● Excerpt
* * * * * * * * *

That statutory background mattered. So did the contract language. The court described the parties’ brand transfer agreement as a document created in anticipation of brand moves, one that set procedures for the transfer of distribution rights and for calculating fair market value. The agreement itself anticipated that suppliers might, from time to time, change distributor appointments, and it described its purpose as ensuring an orderly transition and compensating the prior distributor for the loss of distribution rights.
Then came the tax dispute. Young’s received compensation when Bacardi, Ole Smoky, Disaronno, and Stoli moved to Southern. Washington audited the company and assessed B&O tax on those receipts. Young’s argued the payments should not be taxed that way. It said the payments were not taxable business income and, if taxable at all, should at least fall under the wholesaling classification. The court rejected both arguments.
The opinion’s most useful lesson for distributors sits in the court’s distinction between a sale and a transfer of rights with compensation.
The court said Young’s did not sell its distribution rights because once the supplier terminated the contract, Young’s no longer had those rights to sell. The agreement reinforced that point by using classic sale language for inventory, not for the rights payment. The new distributor would “purchase” inventory and the prior distributor would “sell” it. By contrast, the payment for the rights appeared as compensation for termination and transfer. The court treated that distinction as meaningful.

* * * * * * * * *

● Dataset content

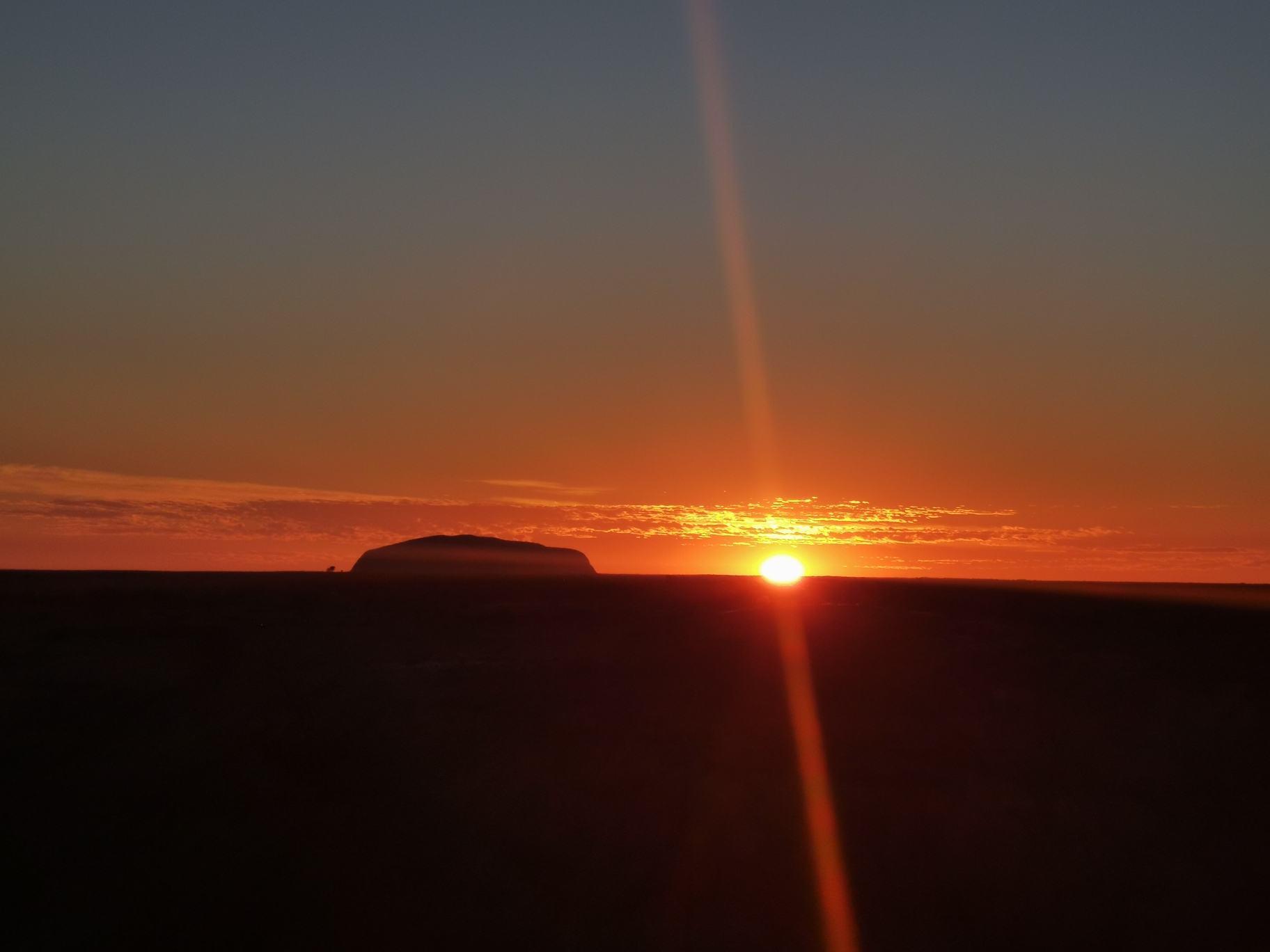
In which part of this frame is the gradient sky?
[0,0,1270,581]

* * * * * * * * *

● Stated exercise A
In the excerpt about the tax dispute, which suppliers moved to Southern?
● Stated exercise B
Repeat the tax dispute excerpt word for word, starting at "Then came the" and ending at "rights with compensation.".

● Exercise answer A
Bacardi, Ole Smoky, Disaronno, and Stoli.

● Exercise answer B
Then came the tax dispute. Young’s received compensation when Bacardi, Ole Smoky, Disaronno, and Stoli moved to Southern. Washington audited the company and assessed B&O tax on those receipts. Young’s argued the payments should not be taxed that way. It said the payments were not taxable business income and, if taxable at all, should at least fall under the wholesaling classification. The court rejected both arguments.
The opinion’s most useful lesson for distributors sits in the court’s distinction between a sale and a transfer of rights with compensation.